» **PASSAGE SHOWN**
· · · · ·

The RZ 450e is powered by a dual-motor powertrain that has more power than the Toyota and Subaru versions. The dual-motor setup features an all-wheel drive system that Lexus calls Direct4. The powertrain generates a combined 308 horsepower and 320 pound-feet of torque. That’s a big increase over the 214 horsepower that the bZ4X has and Lexus estimates that the RZ can accelerate from 0-60 mph in 5.0 seconds. That horsepower rating is similar to the dual motor versions of the Audi Q4 e-tron and Mercedes-Benz EQB, but it’s not as powerful as sportier models, like the Tesla Model Y, Ford Mustang Mach-E and Cadillac Lyriq.
The electric motors get their power from a 71.4-kWh lithium-ion battery, with an estimated usable capacity of 63.4-kWh. During our drive around the back country roads in San Diego, the RZ had more than enough power to zoom up the twisty roads. The RZ has some body roll and in true Lexus fashion it provides a quiet and comfy ride. The RZ has four regenerative braking modes that are selected via the paddle shifters behind the steering wheel. Unfortunately even the highest setting won’t bring you to a complete stop, which means that the RZ is not offered with the one-pedal driving capability of other EVs.
Now for the area where there could be an improvement and will likely turn off some EV buyers, the driving range. The RZ has an estimated range of 220 miles for the Premium version with 18-inch wheels and 196 miles for the Luxury trim level with 20-inch wheels. Those specs aren’t exactly ground breaking, especially with the arrival of other EVs that have over 300 miles of range.
Charging the RZ also isn’t great, since its onboard charger is only rated at 6.6 kW, compared to 10.9 kW in the Genesis GV60 or 11.0 kW in the Audi Q4 e-tron. It will take 9.5 hours to fully recharge the RZ using a Level 2 charger. The maximum charging rate is 150 kW, so it will take 30 minutes to charge it up to 80 percent using a DC fast charger. The Genesis GV60, Tesla Model Y and Cadillac Lyriq can all charge faster than the RZ 450e. For buyers that need to go on a road trip, Lexus is offering a program called Lexus Reserve, which lets owners have up to 30 days of free Lexus rental cars for the first three years.

· · · · ·

» **SUPPLIED DATA**

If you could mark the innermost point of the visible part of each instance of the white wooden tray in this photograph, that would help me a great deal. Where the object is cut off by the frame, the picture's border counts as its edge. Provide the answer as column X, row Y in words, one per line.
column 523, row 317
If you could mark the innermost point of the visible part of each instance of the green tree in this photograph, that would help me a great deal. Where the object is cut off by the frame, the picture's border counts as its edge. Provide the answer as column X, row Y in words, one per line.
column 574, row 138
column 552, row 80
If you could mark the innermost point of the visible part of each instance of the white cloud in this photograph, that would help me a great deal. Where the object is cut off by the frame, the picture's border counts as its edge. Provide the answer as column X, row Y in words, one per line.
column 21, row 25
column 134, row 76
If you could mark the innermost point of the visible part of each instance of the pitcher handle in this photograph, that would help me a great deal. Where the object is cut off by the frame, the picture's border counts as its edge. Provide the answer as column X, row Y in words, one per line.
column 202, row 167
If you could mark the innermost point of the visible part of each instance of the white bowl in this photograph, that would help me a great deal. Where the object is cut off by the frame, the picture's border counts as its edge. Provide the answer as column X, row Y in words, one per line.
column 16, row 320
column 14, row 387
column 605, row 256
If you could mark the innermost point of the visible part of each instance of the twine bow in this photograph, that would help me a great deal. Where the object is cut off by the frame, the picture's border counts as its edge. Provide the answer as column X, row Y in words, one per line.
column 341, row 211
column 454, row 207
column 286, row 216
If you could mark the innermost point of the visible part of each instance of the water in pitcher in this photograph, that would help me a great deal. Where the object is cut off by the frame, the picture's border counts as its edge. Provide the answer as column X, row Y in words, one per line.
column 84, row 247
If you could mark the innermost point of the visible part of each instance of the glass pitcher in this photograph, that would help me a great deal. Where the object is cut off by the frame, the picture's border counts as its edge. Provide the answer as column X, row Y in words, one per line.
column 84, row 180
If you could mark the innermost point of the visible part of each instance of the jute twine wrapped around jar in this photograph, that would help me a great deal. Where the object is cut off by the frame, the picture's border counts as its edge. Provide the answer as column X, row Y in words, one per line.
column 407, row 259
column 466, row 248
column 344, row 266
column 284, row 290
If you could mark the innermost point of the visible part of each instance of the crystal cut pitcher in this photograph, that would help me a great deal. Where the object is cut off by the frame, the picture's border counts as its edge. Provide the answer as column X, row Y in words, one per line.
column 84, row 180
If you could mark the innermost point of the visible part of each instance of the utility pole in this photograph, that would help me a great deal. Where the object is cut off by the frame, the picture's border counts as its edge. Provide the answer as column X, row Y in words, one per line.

· · · · ·

» **EXERCISE AIM**
According to the Lexus RZ review, how long does a full recharge on a Level 2 charger take? The rows have nothing to do with the Lexus RZ review.

» **RESPONSE TO THE TASK**
9.5 hours.